Can you rewrite all the records below as a numbered list, leaving out any blank lines?

----- Excerpted records -----

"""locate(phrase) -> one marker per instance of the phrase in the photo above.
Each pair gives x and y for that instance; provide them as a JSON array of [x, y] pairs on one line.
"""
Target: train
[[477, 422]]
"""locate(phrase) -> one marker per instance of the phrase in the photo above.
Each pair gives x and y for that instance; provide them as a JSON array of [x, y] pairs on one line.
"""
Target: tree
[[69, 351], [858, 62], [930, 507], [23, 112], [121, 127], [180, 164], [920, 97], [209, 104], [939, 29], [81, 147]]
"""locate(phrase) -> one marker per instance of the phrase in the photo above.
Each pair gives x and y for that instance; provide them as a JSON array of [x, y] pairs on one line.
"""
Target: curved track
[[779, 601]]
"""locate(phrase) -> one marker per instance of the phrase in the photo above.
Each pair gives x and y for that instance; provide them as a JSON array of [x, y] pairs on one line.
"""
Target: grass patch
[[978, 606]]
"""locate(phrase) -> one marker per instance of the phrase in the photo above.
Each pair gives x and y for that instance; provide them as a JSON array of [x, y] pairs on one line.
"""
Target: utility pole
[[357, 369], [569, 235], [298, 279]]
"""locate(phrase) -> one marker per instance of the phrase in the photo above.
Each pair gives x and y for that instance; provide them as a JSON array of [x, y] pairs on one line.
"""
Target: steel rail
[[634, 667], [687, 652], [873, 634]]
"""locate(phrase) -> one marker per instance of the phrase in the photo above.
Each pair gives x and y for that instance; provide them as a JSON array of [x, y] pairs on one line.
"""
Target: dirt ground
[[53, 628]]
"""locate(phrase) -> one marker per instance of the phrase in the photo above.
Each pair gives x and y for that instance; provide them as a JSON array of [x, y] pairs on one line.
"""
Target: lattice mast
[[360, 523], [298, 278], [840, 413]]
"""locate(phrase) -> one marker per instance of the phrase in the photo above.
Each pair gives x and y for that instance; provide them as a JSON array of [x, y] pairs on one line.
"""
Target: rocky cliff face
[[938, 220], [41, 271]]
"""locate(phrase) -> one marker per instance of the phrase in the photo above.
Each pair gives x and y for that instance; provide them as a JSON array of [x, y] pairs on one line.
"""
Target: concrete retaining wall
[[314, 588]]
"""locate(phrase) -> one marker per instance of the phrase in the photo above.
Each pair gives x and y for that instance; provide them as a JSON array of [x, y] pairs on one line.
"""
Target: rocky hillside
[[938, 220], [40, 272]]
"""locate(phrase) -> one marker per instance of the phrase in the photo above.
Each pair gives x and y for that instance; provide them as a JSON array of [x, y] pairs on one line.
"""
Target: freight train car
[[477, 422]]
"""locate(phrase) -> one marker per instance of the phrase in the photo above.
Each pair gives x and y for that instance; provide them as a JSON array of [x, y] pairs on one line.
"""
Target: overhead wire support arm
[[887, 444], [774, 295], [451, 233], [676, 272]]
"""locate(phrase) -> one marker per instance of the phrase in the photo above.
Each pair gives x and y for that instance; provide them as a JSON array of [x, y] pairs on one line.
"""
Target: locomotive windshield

-----

Expected answer:
1. """locate(phrase) -> one marker per instance of the phrase in the photo above.
2. Each pair gives x and y for that instance; provide them as a JSON array of [x, y] pairs on one line.
3. """
4. Target: train
5. [[477, 422]]
6. """locate(phrase) -> one marker per instance of the phrase in the photo above.
7. Each pair gives x and y for that instance; provide them as a JSON array of [x, y] pairs on one line.
8. """
9. Target: tree
10. [[69, 351], [858, 62], [930, 507], [23, 112], [121, 127], [180, 164], [920, 97], [209, 104], [939, 29], [81, 147]]
11. """locate(phrase) -> one marker per instance of the phrase in the photo above.
12. Each pair gives x and y for that instance; provide them as a JSON array of [x, y] pairs on one line.
13. """
14. Target: curved track
15. [[779, 601]]
16. """locate(phrase) -> one marker per instance of the phrase in the photo above.
17. Each pair gives x and y for that instance; provide them as a JSON array of [x, y] pairs on one line.
18. """
19. Target: grass patch
20. [[978, 606]]
21. """locate(phrase) -> one marker per instance of the phrase in the photo above.
22. Each pair gives x and y for that instance; provide them as a JSON array of [x, y] pairs on one line.
23. """
24. Target: utility pole
25. [[357, 369], [569, 235], [298, 279]]
26. """locate(phrase) -> one marker per instance of the phrase in the photo above.
27. Each pair gives x and y for that instance; provide them as a JSON array of [x, y] pairs on one line.
28. """
29. Target: steel rail
30. [[634, 667], [687, 652], [873, 634]]
31. """locate(phrase) -> one marker per instance of the phrase in the photo above.
32. Each pair gives x and y for that instance; provide them as a JSON array of [x, y] pairs on one line.
33. """
34. Target: dirt ground
35. [[53, 628]]
36. """locate(phrase) -> one marker per instance of the phrase in the photo above.
37. Each pair gives x and y for that instance; provide them as a JSON array of [x, y] pairs on one line.
38. """
39. Target: lattice mast
40. [[360, 523], [298, 278], [840, 413]]
41. """locate(phrase) -> one marker per instance of the phrase in the photo above.
42. Each pair gives x and y for that instance; provide them as a JSON array of [x, y] pairs on one line.
43. """
44. Target: rocky cliff face
45. [[938, 220], [41, 271]]
46. """locate(phrase) -> one marker per instance of the phrase in the photo above.
47. Each pair gives x and y for that instance; provide them as a JSON array of [x, y] pairs on one line.
48. """
49. Target: concrete retaining wall
50. [[314, 588]]
51. """locate(phrase) -> one marker per instance of the phrase in the photo above.
52. Each pair gives x and y for that instance; provide them as a JSON array of [x, y] pairs on one line.
53. """
54. Target: rocky hillside
55. [[938, 220], [40, 272]]
56. """locate(phrase) -> one marker per instance of the phrase in the photo above.
57. Each pair gives x and y for that instance; provide them as a JSON array of [x, y] pairs on one line.
58. """
59. Target: freight train car
60. [[477, 422]]
61. """locate(phrase) -> one marker per instance of the phrase in the photo above.
62. Each pair gives x and y for that instance; provide them as a JSON array of [x, y] pairs on one line.
63. """
64. Target: overhead wire support arm
65. [[887, 444], [774, 295], [451, 233], [676, 272]]
66. """locate(phrase) -> one marker per instance of the phrase in the photo above.
67. Each pair gives x and y for that instance; provide them as a JSON array of [x, y] pairs on one line.
68. """
69. Target: locomotive windshield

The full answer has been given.